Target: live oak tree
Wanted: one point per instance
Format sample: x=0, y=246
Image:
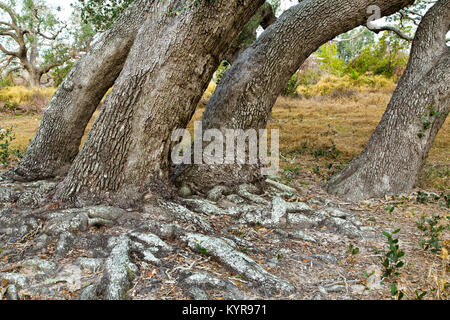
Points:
x=173, y=58
x=394, y=156
x=246, y=94
x=58, y=138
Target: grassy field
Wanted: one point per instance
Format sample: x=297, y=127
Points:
x=319, y=136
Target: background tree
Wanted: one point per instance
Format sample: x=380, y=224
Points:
x=246, y=94
x=394, y=156
x=58, y=138
x=127, y=150
x=32, y=39
x=101, y=14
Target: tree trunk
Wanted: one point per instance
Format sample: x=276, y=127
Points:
x=394, y=156
x=265, y=17
x=247, y=92
x=168, y=69
x=58, y=138
x=34, y=79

## What is being asked
After removing each picture, print the entries above exactly as they were.

## Answer section
Target: live oak tree
Wanted: one point per instance
Format sample: x=0, y=246
Image:
Points:
x=173, y=58
x=394, y=156
x=246, y=94
x=58, y=138
Target: grassy field
Wanted: one point per instance
Format sample: x=297, y=127
Points:
x=319, y=136
Target: background tree
Wanted: one point per instance
Format sample: x=380, y=224
Points:
x=246, y=94
x=394, y=156
x=58, y=138
x=127, y=150
x=32, y=39
x=101, y=14
Target: tree trunk
Wanted: one point per instance
Format sample: x=276, y=127
Points:
x=394, y=156
x=265, y=17
x=247, y=92
x=168, y=69
x=58, y=138
x=34, y=79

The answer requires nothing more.